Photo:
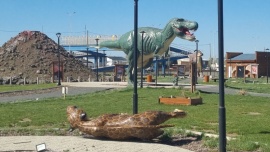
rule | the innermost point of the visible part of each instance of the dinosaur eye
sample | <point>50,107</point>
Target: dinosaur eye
<point>180,20</point>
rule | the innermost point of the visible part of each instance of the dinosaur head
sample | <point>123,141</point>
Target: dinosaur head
<point>183,28</point>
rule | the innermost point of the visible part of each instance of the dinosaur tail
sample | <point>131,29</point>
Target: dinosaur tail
<point>110,44</point>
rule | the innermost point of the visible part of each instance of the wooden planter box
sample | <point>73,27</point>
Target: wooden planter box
<point>180,100</point>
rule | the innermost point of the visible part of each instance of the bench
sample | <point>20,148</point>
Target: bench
<point>215,79</point>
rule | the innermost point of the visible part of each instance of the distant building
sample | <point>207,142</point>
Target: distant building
<point>112,60</point>
<point>247,65</point>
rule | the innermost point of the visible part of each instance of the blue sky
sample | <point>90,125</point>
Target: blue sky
<point>246,22</point>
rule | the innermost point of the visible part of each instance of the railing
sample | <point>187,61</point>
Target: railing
<point>82,40</point>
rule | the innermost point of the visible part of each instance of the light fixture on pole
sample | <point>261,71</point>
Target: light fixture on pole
<point>58,46</point>
<point>267,62</point>
<point>97,57</point>
<point>142,32</point>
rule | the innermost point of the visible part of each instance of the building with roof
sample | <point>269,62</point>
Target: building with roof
<point>112,60</point>
<point>239,65</point>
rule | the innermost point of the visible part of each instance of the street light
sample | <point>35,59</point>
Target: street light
<point>267,64</point>
<point>197,41</point>
<point>142,32</point>
<point>58,37</point>
<point>97,57</point>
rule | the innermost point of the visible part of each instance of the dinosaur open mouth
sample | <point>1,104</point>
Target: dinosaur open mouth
<point>186,31</point>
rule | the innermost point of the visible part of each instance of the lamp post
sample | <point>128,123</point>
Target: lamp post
<point>267,64</point>
<point>142,32</point>
<point>87,49</point>
<point>58,37</point>
<point>197,41</point>
<point>135,92</point>
<point>97,57</point>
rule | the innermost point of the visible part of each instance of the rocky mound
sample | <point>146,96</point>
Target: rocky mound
<point>32,54</point>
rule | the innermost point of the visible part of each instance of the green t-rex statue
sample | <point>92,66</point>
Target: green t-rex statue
<point>155,42</point>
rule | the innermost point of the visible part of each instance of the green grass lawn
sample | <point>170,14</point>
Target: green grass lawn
<point>247,116</point>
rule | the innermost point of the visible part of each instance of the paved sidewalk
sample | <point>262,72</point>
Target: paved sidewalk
<point>80,144</point>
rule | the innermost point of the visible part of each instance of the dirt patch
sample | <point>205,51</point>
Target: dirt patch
<point>32,55</point>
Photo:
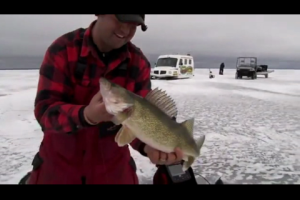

++++

### What is required
Word for word, return the material above; the pictures stay out.

### Written response
Photo:
rule | the innermost point of the visible part of each instance of the dinosaur eye
sample | <point>50,107</point>
Target: dinosaur eye
<point>180,20</point>
rule | the innermost point of the visible part of each instance of the dinosaur head
sample | <point>123,141</point>
Target: dinosaur head
<point>183,28</point>
rule | the innermost point of the visible part of each instance of the dinosaur tail
sample | <point>131,29</point>
Target: dinosaur tail
<point>110,44</point>
rule | the innermost point of the visible part of each instance of the wooden planter box
sample | <point>73,27</point>
Target: wooden planter box
<point>180,100</point>
rule | the innermost point of the visible part of each instance of the bench
sample | <point>20,148</point>
Target: bench
<point>215,79</point>
rule | the innermost point of the visible part of each instance of the distant building
sample | <point>207,142</point>
Target: distant building
<point>112,60</point>
<point>247,65</point>
rule | the innermost point of the visible part of each instance of the blue sky
sample | <point>90,125</point>
Target: blue sky
<point>246,22</point>
rule | the innermost point of the visible part of each instance of the railing
sample | <point>187,61</point>
Target: railing
<point>82,40</point>
rule | the innermost point of the visible part of each instance of the light fixture on pole
sample | <point>261,71</point>
Target: light fixture on pole
<point>58,46</point>
<point>267,62</point>
<point>97,57</point>
<point>142,32</point>
rule | the innermost point of the visible part of each instance of the building with roof
sample | <point>269,62</point>
Target: building with roof
<point>112,60</point>
<point>239,65</point>
rule | the innermost point of the visible part of each instance of the street light
sample | <point>35,59</point>
Target: street light
<point>267,64</point>
<point>197,41</point>
<point>142,32</point>
<point>58,37</point>
<point>97,57</point>
rule | the innermost point of the visible part of each instance of the dinosaur open mouth
sample | <point>1,104</point>
Target: dinosaur open mouth
<point>186,31</point>
rule | the innermost point of the visible part of each instance of the lamp post
sample | <point>128,123</point>
Target: lamp post
<point>267,64</point>
<point>142,32</point>
<point>87,49</point>
<point>58,37</point>
<point>197,41</point>
<point>135,92</point>
<point>97,57</point>
rule | the innermost point of the visible part of each instance of the rocky mound
sample | <point>146,96</point>
Target: rocky mound
<point>32,54</point>
rule | the innermost point of the visible part of each instance of the green t-rex statue
sample | <point>92,66</point>
Target: green t-rex statue
<point>155,42</point>
rule | the innermost point of the visible part of each instance of the green grass lawn
sample | <point>170,14</point>
Target: green grass lawn
<point>247,116</point>
rule | the innermost point of the visible part of each instance of the paved sidewalk
sample | <point>262,72</point>
Target: paved sidewalk
<point>80,144</point>
rule | the innermost point of the visible part of each instance of the dirt patch
sample | <point>205,51</point>
Target: dirt patch
<point>32,55</point>
Photo:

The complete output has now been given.